··· Extracted entries
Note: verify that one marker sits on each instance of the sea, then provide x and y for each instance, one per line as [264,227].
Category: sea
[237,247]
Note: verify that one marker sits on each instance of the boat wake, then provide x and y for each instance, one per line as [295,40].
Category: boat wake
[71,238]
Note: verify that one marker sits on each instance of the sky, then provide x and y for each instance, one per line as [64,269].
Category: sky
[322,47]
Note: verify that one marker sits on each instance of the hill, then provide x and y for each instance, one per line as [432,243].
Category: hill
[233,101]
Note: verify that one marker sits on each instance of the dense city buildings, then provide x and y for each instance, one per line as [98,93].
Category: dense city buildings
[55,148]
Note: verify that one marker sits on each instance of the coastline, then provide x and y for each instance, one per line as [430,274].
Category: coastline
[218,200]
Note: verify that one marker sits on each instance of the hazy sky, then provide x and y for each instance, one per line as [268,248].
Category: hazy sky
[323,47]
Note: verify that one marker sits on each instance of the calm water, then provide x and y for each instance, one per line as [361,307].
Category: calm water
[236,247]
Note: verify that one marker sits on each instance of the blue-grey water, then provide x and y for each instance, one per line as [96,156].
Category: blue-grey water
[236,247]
······
··· Extracted entries
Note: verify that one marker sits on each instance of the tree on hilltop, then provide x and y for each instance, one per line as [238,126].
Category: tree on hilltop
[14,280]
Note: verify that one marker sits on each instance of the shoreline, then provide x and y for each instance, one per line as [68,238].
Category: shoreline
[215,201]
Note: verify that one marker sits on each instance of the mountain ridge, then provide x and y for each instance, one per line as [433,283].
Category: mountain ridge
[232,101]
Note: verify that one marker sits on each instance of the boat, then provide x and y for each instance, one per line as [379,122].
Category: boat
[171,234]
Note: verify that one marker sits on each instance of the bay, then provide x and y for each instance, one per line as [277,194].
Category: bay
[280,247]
······
··· Extracted entries
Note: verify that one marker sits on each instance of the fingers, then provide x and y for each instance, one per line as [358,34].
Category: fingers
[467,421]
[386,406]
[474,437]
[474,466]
······
Objective:
Count the lines above that contain the string "tree", and give only the number.

Response to the task:
2